→ **Assignment**
The records below should be printed once more, exactly as they appear.

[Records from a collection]
[Start of section]

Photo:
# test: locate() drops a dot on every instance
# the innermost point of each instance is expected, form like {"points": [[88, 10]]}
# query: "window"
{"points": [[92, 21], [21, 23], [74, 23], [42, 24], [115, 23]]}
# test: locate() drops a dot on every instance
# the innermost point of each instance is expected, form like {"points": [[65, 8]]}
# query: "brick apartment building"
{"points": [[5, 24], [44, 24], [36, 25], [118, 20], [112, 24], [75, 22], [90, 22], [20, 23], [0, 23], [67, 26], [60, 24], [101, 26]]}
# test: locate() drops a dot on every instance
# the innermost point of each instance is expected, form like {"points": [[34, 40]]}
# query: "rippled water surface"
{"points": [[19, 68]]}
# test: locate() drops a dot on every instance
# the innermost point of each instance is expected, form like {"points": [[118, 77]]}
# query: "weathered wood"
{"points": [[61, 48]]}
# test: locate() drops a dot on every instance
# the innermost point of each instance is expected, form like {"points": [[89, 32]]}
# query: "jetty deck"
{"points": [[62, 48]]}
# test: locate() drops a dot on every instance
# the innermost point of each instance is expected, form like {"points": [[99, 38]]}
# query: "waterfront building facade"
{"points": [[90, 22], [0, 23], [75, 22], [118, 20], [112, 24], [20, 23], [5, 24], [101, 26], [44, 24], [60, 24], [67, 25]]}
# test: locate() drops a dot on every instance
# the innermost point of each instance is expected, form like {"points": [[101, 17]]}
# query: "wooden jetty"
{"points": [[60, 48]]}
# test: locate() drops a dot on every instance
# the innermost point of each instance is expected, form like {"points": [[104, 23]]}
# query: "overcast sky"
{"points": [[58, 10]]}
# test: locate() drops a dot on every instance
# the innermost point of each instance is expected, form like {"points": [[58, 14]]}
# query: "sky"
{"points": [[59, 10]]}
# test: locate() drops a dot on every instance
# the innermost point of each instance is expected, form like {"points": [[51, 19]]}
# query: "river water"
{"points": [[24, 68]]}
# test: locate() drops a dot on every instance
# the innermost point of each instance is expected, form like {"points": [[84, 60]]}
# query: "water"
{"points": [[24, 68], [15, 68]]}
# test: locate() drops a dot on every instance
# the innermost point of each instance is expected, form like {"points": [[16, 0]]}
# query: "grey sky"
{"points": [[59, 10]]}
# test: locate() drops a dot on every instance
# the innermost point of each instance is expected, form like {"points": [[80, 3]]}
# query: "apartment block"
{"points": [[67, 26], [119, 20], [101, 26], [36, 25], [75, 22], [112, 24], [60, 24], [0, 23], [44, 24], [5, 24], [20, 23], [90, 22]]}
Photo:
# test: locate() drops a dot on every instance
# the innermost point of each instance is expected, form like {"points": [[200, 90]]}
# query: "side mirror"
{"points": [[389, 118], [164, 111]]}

[End of section]

→ **Written response**
Photo:
# test: locate() drops a dot on every instance
# the innermost point of each instance is expected, form like {"points": [[88, 10]]}
# query: "window"
{"points": [[92, 21], [21, 23], [74, 23], [42, 24], [115, 23]]}
# test: locate() drops a dot on every instance
# the innermost point of each instance is expected, form like {"points": [[65, 8]]}
# query: "brick apartment building"
{"points": [[5, 24], [44, 24], [36, 25], [118, 20], [112, 24], [75, 22], [90, 22], [20, 23], [0, 23], [67, 26], [60, 24], [101, 26]]}
# test: locate() drops a dot on every instance
# the innermost point of each instance is expected, form like {"points": [[34, 40]]}
# query: "rippled water surface"
{"points": [[19, 68]]}
# test: locate() drops a dot on every instance
# the innermost point of each instance is expected, form like {"points": [[118, 77]]}
# query: "weathered wood"
{"points": [[61, 48]]}
# test: locate() drops a dot on every instance
# the innermost point of each instance is expected, form like {"points": [[89, 32]]}
# query: "jetty deck"
{"points": [[62, 48]]}
# test: locate() drops a dot on every instance
# the innermost point of each instance is expected, form like {"points": [[99, 38]]}
# query: "waterfront building facade"
{"points": [[90, 22], [0, 23], [75, 22], [118, 20], [112, 24], [20, 23], [5, 24], [101, 26], [44, 24], [60, 24], [67, 25]]}
# test: locate() drops a dot on every instance
# the innermost point of each instance is expected, form like {"points": [[101, 17]]}
# query: "wooden jetty"
{"points": [[60, 48]]}
# test: locate() drops a dot on every instance
# the innermost point of each instance is expected, form like {"points": [[104, 23]]}
# query: "overcast sky"
{"points": [[58, 10]]}
# test: locate() drops a dot on every instance
# the innermost point of each instance is expected, form like {"points": [[58, 14]]}
# query: "sky"
{"points": [[59, 10]]}
# test: locate() drops a dot on every instance
# the innermost point of each instance is expected, form like {"points": [[51, 19]]}
# query: "river water"
{"points": [[24, 68]]}
# test: locate() drops a dot on every instance
# the innermost point of each instance is expected, form like {"points": [[84, 60]]}
# query: "water"
{"points": [[24, 68], [15, 68]]}
# test: locate() drops a dot on every instance
# the innermost point of each instance is expected, form like {"points": [[16, 0]]}
# query: "grey sky"
{"points": [[59, 10]]}
# test: locate() drops a dot on every instance
# the innermost point of each instance is expected, form like {"points": [[80, 3]]}
# query: "apartment block"
{"points": [[67, 26], [119, 20], [101, 26], [36, 25], [75, 22], [112, 24], [60, 24], [0, 23], [44, 24], [5, 24], [20, 23], [90, 22]]}
Photo:
# test: locate() drops a dot on every instance
# the innermost point of each instance is expected, form like {"points": [[200, 90]]}
# query: "side mirror"
{"points": [[389, 118], [164, 111]]}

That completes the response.